What is required -
Reproduce verbatim the lines of the material below, from the line containing "Challenge: find every instance of tree" up to and including the line containing "[425, 213, 448, 225]".

##### The records

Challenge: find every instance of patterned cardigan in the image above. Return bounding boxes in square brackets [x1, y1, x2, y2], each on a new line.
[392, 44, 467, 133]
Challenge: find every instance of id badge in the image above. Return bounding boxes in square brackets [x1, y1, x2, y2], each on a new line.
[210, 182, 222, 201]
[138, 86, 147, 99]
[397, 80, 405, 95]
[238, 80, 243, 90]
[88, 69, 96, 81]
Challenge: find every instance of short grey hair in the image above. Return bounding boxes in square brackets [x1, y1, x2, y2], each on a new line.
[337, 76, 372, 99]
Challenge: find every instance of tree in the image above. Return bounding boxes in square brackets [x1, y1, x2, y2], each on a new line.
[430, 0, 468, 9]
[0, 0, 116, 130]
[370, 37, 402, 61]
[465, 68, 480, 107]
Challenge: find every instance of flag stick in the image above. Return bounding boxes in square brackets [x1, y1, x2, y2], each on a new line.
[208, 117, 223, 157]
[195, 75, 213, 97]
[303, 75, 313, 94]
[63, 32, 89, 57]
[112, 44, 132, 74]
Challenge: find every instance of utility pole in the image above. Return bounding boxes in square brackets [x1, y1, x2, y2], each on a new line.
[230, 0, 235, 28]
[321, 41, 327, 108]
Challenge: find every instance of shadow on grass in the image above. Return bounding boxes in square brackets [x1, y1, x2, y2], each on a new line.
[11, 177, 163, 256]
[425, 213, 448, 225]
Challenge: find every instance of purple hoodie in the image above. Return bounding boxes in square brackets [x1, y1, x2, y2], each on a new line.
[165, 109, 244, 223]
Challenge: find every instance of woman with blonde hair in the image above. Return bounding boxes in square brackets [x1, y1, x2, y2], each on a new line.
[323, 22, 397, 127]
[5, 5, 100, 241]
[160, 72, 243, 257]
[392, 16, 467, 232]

##########

Answer to this problem -
Challenge: find every instance of tree in the image above. Return bounding boxes in square brackets [x1, y1, x2, y2], each on a new line.
[430, 0, 468, 9]
[0, 0, 116, 130]
[370, 37, 402, 61]
[465, 68, 480, 107]
Challenge: find every instance of flag stick in the image above. Return bounding boxes in square brackets [x1, y1, x2, y2], each on a new line.
[208, 117, 223, 157]
[195, 75, 213, 97]
[303, 75, 313, 94]
[63, 32, 89, 57]
[112, 44, 132, 74]
Challenge: find every instance of utility pole in the image above. Return bounding boxes in square brackets [x1, y1, x2, y2], each on a new line.
[230, 0, 235, 28]
[321, 41, 327, 108]
Challenge: find every instance of shadow on grass in the image above. Return bounding boxes in square brackets [x1, y1, x2, y2], each on a new line.
[11, 177, 163, 256]
[425, 213, 448, 225]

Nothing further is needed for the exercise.